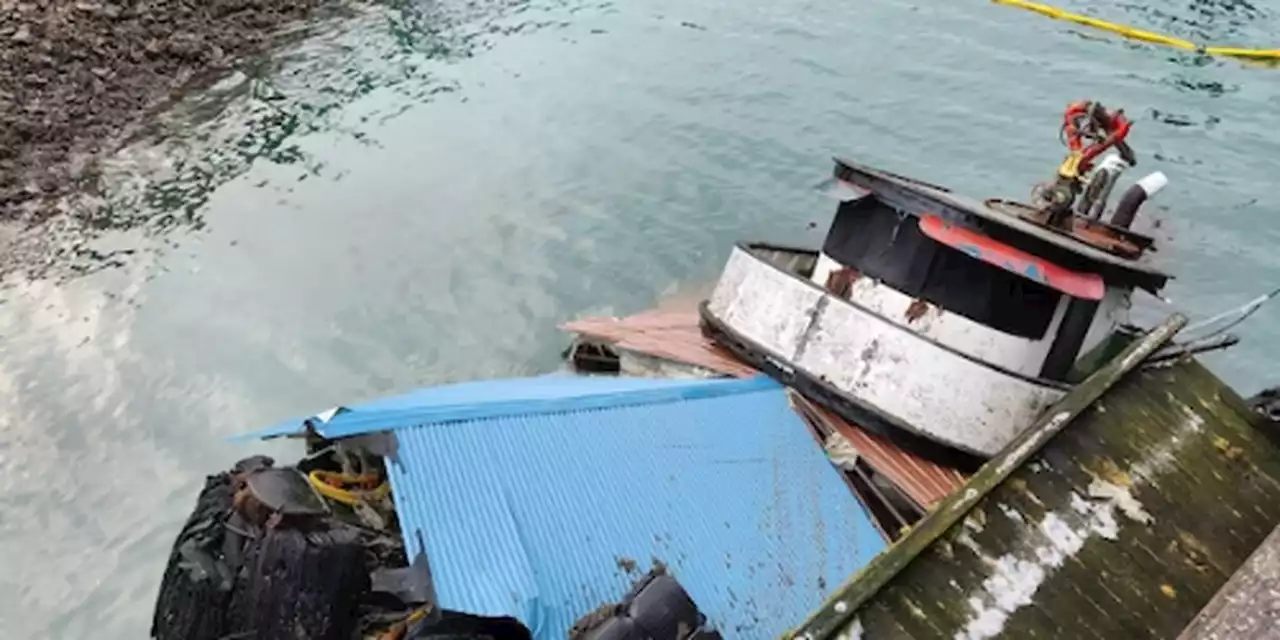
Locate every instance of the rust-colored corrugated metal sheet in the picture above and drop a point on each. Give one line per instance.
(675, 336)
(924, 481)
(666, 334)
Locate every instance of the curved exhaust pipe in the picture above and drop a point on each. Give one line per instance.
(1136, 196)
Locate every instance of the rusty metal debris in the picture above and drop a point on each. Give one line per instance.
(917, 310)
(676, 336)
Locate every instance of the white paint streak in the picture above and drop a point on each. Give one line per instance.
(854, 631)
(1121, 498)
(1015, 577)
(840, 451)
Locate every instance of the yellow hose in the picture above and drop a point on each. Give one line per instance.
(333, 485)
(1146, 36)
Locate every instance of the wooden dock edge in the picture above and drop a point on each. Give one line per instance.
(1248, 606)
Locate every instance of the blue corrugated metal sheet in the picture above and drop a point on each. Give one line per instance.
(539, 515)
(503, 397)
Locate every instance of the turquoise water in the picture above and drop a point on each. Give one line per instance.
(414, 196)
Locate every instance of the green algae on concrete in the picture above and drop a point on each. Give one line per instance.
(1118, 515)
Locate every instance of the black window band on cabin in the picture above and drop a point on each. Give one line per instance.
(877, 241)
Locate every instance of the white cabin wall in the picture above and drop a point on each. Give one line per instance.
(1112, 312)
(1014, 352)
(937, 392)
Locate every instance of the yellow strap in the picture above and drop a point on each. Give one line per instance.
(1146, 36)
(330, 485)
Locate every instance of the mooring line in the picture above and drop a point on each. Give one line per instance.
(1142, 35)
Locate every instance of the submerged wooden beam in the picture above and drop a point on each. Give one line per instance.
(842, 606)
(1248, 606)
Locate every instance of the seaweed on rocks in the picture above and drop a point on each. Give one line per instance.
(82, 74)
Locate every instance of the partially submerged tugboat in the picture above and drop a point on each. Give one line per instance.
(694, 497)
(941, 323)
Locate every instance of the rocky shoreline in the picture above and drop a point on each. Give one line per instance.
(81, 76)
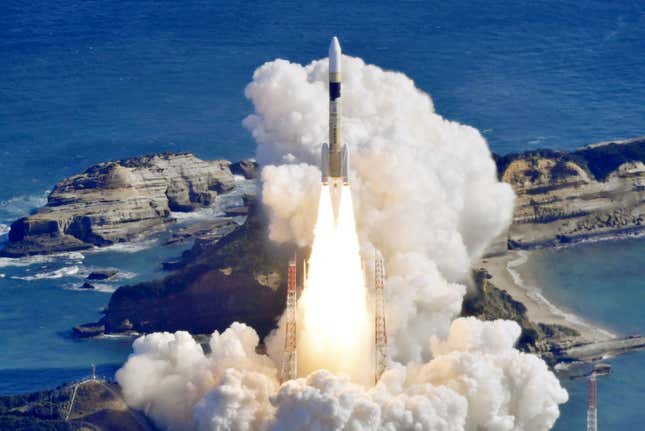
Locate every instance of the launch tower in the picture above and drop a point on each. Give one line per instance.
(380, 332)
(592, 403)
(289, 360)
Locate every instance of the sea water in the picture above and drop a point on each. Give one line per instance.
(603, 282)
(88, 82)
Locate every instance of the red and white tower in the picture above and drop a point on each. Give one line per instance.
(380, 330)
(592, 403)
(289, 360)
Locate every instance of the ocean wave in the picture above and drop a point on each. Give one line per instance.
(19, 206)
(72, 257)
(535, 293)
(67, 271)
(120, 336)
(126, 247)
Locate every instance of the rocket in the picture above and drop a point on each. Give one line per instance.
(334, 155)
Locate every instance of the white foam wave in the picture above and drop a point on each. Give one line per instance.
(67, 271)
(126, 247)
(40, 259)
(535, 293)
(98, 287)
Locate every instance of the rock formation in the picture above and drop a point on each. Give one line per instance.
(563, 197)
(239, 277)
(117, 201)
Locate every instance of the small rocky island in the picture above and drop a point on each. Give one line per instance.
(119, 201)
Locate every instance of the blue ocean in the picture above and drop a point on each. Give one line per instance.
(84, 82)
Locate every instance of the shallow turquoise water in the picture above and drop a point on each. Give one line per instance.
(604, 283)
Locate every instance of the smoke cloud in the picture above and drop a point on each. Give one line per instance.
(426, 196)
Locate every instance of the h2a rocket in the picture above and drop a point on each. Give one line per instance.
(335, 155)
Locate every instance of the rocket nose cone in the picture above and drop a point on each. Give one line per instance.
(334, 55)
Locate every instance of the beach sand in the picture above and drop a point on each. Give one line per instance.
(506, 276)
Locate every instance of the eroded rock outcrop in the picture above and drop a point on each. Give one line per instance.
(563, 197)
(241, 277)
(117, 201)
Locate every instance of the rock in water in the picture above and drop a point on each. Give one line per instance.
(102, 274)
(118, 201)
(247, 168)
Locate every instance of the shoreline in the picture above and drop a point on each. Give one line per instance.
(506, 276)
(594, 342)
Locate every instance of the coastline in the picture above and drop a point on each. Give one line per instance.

**********

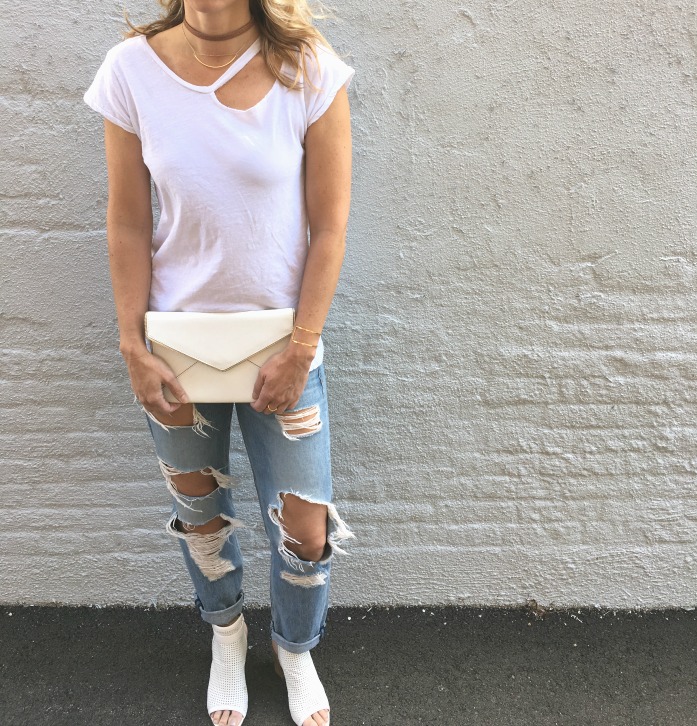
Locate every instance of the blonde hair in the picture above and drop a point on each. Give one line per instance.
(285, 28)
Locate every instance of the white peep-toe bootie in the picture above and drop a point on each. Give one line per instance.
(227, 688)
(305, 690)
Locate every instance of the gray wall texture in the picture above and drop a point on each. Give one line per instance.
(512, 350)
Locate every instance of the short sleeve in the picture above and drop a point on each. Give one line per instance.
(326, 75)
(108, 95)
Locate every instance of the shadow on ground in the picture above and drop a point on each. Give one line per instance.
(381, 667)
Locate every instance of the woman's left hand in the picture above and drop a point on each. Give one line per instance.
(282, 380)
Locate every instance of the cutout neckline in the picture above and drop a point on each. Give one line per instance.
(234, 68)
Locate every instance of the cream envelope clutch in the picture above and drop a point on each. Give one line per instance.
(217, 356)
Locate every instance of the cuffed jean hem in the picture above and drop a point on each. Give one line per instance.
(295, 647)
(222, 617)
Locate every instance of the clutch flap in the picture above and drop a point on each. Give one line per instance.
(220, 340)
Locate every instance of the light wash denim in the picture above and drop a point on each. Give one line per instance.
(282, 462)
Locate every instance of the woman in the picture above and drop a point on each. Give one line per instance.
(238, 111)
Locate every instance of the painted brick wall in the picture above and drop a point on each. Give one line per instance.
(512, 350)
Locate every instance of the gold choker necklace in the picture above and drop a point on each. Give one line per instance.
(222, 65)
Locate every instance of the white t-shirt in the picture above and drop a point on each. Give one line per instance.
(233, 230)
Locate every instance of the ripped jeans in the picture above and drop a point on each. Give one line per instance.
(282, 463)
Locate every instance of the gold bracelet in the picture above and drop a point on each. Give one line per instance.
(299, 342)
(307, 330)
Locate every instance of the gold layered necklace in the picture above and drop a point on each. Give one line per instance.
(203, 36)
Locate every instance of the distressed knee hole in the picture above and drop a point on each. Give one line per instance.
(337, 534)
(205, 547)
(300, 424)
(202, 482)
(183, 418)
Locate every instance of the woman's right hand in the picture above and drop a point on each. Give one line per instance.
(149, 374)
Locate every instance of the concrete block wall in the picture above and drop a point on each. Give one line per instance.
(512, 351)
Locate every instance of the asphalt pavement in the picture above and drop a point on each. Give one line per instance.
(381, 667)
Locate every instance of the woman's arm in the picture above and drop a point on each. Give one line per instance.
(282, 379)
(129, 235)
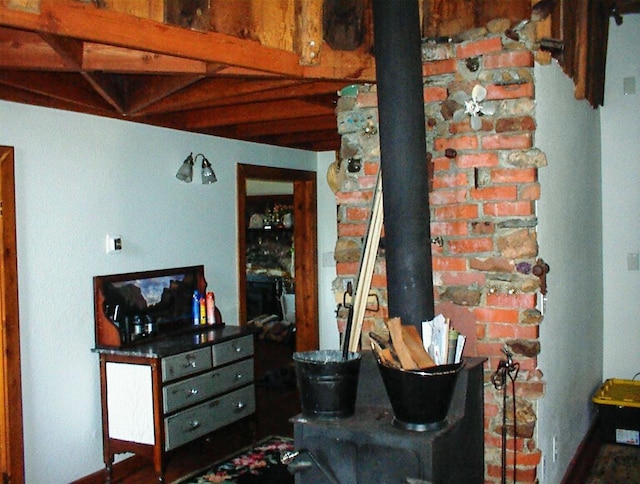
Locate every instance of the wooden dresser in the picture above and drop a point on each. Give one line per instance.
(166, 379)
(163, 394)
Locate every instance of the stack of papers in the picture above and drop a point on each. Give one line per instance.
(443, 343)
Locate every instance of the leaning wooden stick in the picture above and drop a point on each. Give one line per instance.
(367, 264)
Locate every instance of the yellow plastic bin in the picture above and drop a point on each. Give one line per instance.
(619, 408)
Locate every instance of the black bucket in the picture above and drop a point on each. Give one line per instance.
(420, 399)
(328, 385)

**********

- **What you have to do**
Would you print exactly and only the lines of the material above that run from the line with "Locate every instance of the rock formation" through the line with "Locate every instance of the coastline", both included?

- **Solution to this exercise**
Locate every instance of the rock formation in the picture above and drop a point on each. Give one line per instance.
(563, 197)
(239, 277)
(117, 201)
Locate every instance of the small rocky island in the picture above and drop a point on each. Give one line per instance.
(119, 201)
Locate every instance of the blue ocean in the picture above and drop a point on each. Give one line per instance.
(84, 82)
Locate every instance of the shallow turquoise water in the picture above and drop a point on each. Give one line per instance.
(604, 283)
Locate every instance of the smoke cloud in the picture above and drop a point on each. Give one line per instance.
(426, 196)
Locate every instance of the h2a rocket in the picture above and drop a point on each. Give one line per instance.
(335, 155)
Locate every instance of the rocket nose cone in the picture above and drop a point on each. Give one line per instance.
(334, 55)
Locate every instance of the beach sand in the picture above and drop a point on each. Give one line per instance.
(506, 276)
Locate every instance of the eroded rock outcrop in the picture above and drop a point on each. Give one line per instance.
(563, 197)
(241, 277)
(117, 201)
Locate every instance of the rock in water in the picture above and drop a point on each. Give one line per instance.
(102, 274)
(118, 201)
(247, 168)
Locate every instance of the shoreline in the picture above and drop a point on each. Give one line per instance.
(506, 276)
(594, 342)
Locate every instance of the coastline in the picture above and drop a point on each. Give one line per instance.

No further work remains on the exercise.